● Exercise instructions:
Which lines in the records below contain the word "jeans"? Report each of them.

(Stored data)
☆ ☆ ☆

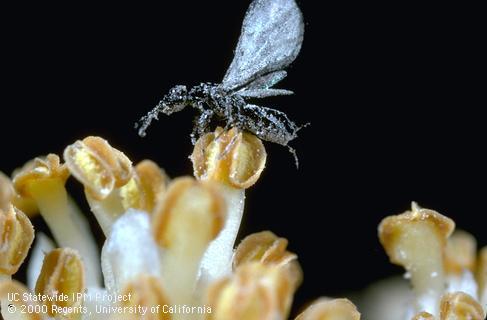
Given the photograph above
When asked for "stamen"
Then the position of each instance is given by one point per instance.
(190, 216)
(416, 240)
(330, 309)
(145, 292)
(153, 181)
(16, 236)
(424, 316)
(460, 253)
(44, 181)
(235, 160)
(42, 246)
(254, 292)
(62, 273)
(265, 247)
(9, 196)
(20, 304)
(481, 274)
(460, 306)
(460, 260)
(111, 184)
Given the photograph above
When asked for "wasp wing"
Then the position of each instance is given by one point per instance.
(271, 37)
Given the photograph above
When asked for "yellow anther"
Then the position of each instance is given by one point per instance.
(232, 157)
(16, 304)
(460, 306)
(460, 253)
(63, 274)
(190, 208)
(254, 292)
(265, 247)
(330, 309)
(98, 166)
(16, 236)
(416, 240)
(423, 316)
(39, 171)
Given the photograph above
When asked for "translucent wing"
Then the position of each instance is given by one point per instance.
(272, 33)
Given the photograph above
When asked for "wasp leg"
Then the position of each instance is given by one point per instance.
(201, 124)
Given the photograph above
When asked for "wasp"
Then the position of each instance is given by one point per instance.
(270, 40)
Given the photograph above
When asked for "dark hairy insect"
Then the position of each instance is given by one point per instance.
(271, 37)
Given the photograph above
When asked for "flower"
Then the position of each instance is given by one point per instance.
(170, 252)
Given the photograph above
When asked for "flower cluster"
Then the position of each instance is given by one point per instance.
(170, 253)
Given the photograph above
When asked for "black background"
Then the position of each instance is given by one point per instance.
(390, 90)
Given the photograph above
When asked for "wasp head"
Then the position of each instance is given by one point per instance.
(175, 100)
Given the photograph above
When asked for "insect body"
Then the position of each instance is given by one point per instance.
(270, 40)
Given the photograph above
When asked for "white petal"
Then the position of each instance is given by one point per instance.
(94, 299)
(42, 245)
(387, 299)
(464, 283)
(129, 250)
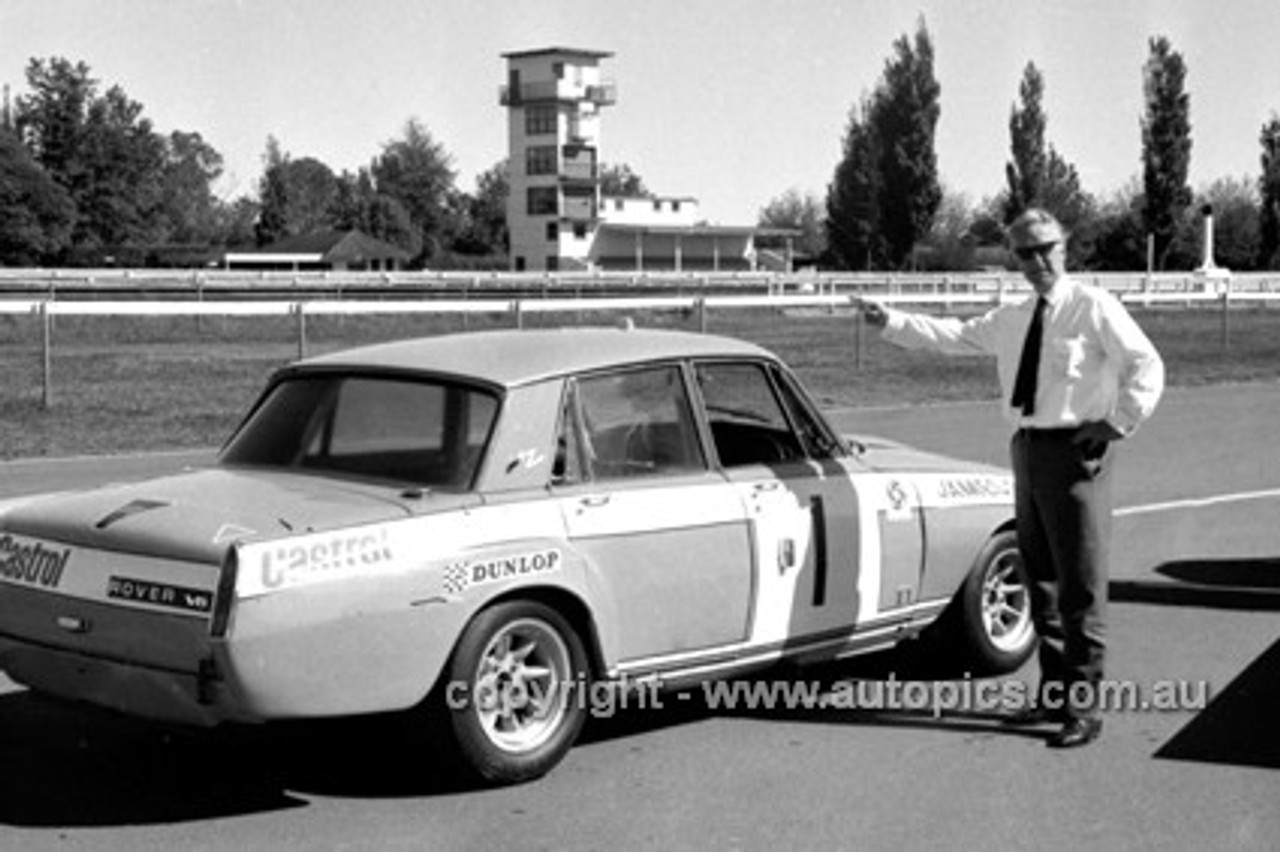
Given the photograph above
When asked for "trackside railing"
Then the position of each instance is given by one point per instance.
(699, 294)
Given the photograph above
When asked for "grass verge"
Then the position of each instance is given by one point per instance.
(140, 384)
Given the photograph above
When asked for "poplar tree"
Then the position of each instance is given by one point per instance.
(1025, 172)
(1166, 146)
(885, 192)
(851, 197)
(905, 117)
(1269, 189)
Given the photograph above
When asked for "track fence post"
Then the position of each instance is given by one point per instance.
(301, 316)
(46, 323)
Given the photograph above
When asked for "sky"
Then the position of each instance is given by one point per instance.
(730, 101)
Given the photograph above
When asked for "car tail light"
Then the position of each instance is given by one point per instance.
(225, 592)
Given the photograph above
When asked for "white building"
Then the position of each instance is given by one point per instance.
(556, 215)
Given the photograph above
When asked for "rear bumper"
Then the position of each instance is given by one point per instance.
(179, 697)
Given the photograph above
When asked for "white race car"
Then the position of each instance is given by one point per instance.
(479, 527)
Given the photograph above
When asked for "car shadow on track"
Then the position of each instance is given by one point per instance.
(1239, 725)
(73, 766)
(920, 683)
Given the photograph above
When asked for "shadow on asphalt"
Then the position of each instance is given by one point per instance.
(69, 766)
(73, 766)
(1240, 725)
(1244, 583)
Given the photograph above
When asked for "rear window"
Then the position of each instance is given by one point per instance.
(410, 431)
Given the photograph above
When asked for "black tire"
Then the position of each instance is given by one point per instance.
(513, 695)
(993, 609)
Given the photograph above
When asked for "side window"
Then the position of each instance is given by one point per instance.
(627, 424)
(748, 422)
(814, 434)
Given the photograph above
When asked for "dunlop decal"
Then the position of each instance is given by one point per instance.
(464, 575)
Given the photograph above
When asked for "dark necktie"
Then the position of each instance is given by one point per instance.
(1024, 386)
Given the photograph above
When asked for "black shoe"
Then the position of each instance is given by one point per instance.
(1034, 715)
(1077, 732)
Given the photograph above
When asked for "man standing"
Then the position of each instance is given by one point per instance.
(1077, 375)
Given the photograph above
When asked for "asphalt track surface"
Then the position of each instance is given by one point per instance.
(1196, 603)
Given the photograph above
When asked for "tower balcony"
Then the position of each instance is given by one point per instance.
(604, 94)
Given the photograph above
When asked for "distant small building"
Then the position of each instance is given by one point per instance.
(321, 250)
(556, 214)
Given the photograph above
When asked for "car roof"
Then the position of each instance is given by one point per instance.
(517, 357)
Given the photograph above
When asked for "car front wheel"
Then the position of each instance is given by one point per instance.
(513, 696)
(995, 608)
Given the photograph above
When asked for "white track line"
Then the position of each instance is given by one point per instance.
(1198, 503)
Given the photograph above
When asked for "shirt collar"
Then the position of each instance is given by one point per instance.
(1057, 293)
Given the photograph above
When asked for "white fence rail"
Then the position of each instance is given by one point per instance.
(352, 294)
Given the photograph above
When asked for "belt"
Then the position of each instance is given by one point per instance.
(1056, 434)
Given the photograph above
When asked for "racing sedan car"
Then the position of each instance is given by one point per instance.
(478, 528)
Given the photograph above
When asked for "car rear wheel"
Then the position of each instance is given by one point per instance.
(515, 690)
(995, 608)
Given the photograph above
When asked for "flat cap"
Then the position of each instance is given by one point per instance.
(1036, 227)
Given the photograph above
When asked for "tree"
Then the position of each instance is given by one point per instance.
(1025, 172)
(101, 151)
(1038, 175)
(417, 173)
(1166, 146)
(621, 182)
(485, 214)
(273, 196)
(1269, 189)
(297, 196)
(1119, 242)
(37, 211)
(886, 191)
(905, 114)
(853, 213)
(798, 211)
(188, 206)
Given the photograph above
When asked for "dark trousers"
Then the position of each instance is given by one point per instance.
(1063, 500)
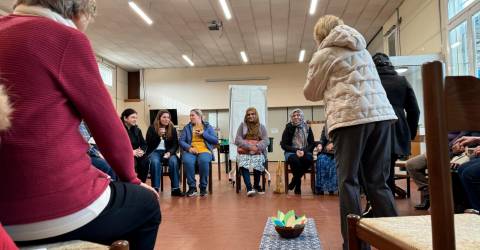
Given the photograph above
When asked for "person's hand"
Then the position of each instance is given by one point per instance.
(467, 140)
(457, 148)
(166, 155)
(193, 150)
(330, 147)
(300, 153)
(476, 152)
(150, 188)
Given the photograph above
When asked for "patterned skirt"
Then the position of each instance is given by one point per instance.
(326, 176)
(251, 161)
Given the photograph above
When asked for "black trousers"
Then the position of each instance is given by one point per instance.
(360, 151)
(299, 166)
(133, 214)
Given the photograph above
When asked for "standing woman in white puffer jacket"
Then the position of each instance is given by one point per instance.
(358, 116)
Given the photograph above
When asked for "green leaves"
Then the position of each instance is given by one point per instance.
(289, 219)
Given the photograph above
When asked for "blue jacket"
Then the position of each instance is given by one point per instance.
(209, 137)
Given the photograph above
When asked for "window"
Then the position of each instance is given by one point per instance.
(476, 41)
(456, 6)
(106, 72)
(458, 50)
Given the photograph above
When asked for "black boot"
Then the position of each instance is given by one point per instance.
(424, 202)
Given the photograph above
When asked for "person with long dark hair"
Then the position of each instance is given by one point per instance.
(197, 141)
(162, 146)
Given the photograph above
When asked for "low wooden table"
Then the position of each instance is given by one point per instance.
(307, 240)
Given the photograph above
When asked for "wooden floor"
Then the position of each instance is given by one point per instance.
(227, 220)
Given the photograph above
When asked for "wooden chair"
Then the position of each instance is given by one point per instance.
(184, 177)
(238, 177)
(287, 170)
(448, 104)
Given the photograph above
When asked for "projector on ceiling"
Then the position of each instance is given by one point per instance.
(215, 25)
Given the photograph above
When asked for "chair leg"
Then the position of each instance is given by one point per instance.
(238, 180)
(210, 179)
(285, 166)
(312, 179)
(354, 242)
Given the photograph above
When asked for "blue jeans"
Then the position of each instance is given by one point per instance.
(469, 174)
(256, 179)
(103, 166)
(156, 168)
(203, 161)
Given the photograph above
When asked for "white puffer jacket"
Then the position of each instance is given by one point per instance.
(4, 110)
(342, 73)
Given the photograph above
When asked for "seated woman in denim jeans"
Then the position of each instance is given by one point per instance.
(197, 141)
(162, 145)
(252, 142)
(298, 144)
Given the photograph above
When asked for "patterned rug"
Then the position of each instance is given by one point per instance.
(307, 240)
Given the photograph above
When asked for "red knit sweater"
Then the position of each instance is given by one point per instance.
(52, 78)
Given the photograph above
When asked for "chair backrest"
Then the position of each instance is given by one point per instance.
(450, 105)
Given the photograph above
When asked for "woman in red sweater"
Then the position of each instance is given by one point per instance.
(48, 190)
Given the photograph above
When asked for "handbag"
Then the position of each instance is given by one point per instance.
(243, 151)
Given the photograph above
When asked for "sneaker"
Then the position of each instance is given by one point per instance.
(177, 192)
(191, 192)
(251, 193)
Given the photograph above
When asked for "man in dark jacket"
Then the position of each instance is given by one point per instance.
(401, 96)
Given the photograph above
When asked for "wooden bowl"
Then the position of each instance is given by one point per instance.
(290, 232)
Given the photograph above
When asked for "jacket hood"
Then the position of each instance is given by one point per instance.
(345, 37)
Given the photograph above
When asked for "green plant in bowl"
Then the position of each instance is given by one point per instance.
(289, 225)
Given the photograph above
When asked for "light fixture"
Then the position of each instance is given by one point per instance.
(140, 12)
(226, 10)
(401, 70)
(186, 58)
(454, 45)
(313, 7)
(244, 56)
(301, 56)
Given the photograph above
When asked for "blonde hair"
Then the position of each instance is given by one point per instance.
(323, 27)
(66, 8)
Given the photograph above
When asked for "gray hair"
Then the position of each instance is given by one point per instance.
(198, 112)
(66, 8)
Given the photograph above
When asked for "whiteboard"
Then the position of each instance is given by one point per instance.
(241, 98)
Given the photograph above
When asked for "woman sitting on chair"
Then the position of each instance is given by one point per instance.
(162, 145)
(252, 142)
(298, 144)
(197, 141)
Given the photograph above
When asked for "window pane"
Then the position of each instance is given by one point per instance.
(455, 6)
(476, 39)
(107, 74)
(458, 50)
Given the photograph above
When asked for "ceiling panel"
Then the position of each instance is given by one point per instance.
(269, 31)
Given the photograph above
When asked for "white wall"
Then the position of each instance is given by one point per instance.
(420, 27)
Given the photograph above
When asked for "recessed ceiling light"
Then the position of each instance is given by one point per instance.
(244, 56)
(140, 12)
(301, 56)
(226, 10)
(186, 58)
(313, 7)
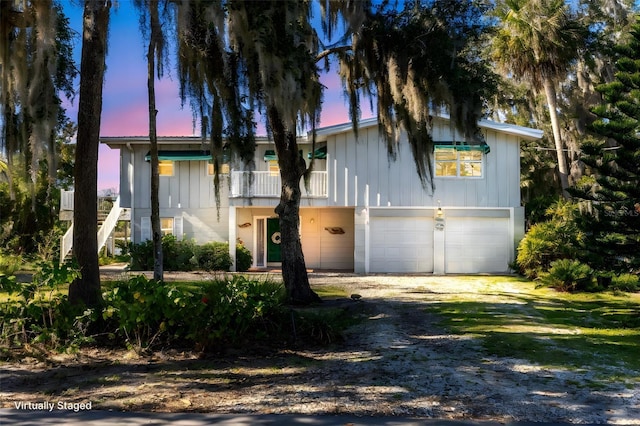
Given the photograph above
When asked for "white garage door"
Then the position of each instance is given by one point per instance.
(401, 244)
(474, 245)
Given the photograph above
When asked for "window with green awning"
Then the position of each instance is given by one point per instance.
(462, 146)
(319, 154)
(181, 156)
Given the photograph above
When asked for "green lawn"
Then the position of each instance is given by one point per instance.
(511, 318)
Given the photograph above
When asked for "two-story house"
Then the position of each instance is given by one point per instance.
(360, 212)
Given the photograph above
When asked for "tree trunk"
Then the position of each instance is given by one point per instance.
(563, 170)
(292, 168)
(158, 272)
(85, 215)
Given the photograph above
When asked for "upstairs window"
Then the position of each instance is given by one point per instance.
(463, 161)
(165, 168)
(166, 226)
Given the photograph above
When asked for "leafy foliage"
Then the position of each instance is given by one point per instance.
(185, 255)
(40, 312)
(612, 186)
(568, 275)
(560, 237)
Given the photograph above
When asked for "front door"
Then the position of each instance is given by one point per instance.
(273, 240)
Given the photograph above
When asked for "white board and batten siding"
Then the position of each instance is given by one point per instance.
(188, 197)
(146, 233)
(362, 174)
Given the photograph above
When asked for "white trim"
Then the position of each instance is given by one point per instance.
(512, 129)
(145, 228)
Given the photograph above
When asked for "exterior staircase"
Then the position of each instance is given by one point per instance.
(107, 221)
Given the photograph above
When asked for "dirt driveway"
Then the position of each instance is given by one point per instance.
(397, 361)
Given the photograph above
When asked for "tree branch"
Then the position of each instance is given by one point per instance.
(320, 56)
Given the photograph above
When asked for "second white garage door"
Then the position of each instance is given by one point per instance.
(401, 244)
(477, 244)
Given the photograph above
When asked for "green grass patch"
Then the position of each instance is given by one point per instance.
(331, 292)
(511, 318)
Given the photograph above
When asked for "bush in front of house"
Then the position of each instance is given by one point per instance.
(560, 237)
(244, 260)
(185, 255)
(213, 257)
(568, 275)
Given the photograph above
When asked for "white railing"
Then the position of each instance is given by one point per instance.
(268, 184)
(109, 224)
(66, 200)
(66, 243)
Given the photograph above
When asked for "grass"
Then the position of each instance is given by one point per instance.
(512, 318)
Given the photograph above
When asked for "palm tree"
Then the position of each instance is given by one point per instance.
(537, 42)
(86, 289)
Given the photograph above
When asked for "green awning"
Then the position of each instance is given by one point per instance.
(320, 153)
(181, 156)
(462, 146)
(270, 155)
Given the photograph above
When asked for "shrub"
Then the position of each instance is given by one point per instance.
(560, 237)
(568, 275)
(625, 282)
(10, 264)
(244, 259)
(40, 312)
(176, 255)
(144, 313)
(237, 307)
(213, 257)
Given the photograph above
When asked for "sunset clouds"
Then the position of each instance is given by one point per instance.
(125, 105)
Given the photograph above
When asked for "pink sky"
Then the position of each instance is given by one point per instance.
(125, 107)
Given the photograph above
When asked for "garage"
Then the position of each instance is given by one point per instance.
(477, 244)
(401, 244)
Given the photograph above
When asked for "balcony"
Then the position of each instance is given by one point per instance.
(268, 184)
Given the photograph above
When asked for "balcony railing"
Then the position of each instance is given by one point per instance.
(268, 184)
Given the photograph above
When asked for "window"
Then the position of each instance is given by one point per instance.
(165, 168)
(224, 169)
(166, 226)
(452, 162)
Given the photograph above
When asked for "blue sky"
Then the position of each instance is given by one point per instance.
(125, 110)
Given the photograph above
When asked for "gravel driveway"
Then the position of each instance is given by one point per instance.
(397, 361)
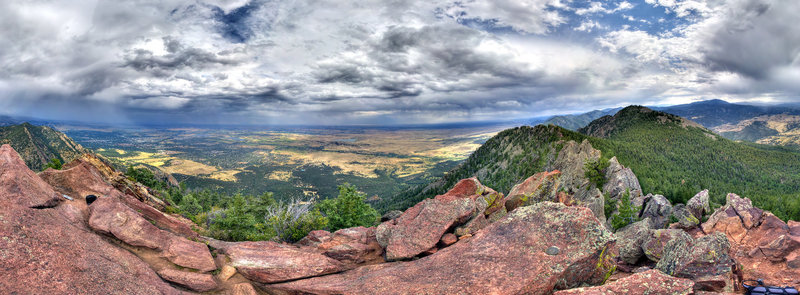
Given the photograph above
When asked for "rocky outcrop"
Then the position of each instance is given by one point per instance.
(706, 261)
(533, 250)
(194, 281)
(421, 227)
(657, 208)
(50, 250)
(540, 187)
(619, 180)
(630, 240)
(686, 219)
(699, 204)
(110, 216)
(270, 262)
(90, 175)
(648, 282)
(391, 215)
(765, 246)
(353, 246)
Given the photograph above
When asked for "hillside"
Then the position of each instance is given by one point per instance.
(38, 144)
(504, 160)
(576, 121)
(670, 155)
(774, 125)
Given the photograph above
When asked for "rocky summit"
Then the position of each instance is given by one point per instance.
(549, 235)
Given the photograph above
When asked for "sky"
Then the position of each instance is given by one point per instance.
(386, 62)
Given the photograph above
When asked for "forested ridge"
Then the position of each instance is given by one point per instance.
(670, 156)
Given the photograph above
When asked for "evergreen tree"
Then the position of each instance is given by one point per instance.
(349, 209)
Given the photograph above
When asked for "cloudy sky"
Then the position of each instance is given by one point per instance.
(387, 61)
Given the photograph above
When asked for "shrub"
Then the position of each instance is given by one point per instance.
(293, 220)
(349, 209)
(234, 224)
(609, 205)
(595, 171)
(627, 212)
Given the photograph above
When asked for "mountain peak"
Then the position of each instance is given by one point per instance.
(38, 144)
(633, 116)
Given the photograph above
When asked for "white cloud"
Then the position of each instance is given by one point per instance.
(327, 61)
(597, 7)
(529, 16)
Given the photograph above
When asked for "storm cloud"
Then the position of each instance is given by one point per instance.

☆ ☆ ☆

● Task answer:
When asked for "blue jeans"
When asked for "seated woman in denim jeans"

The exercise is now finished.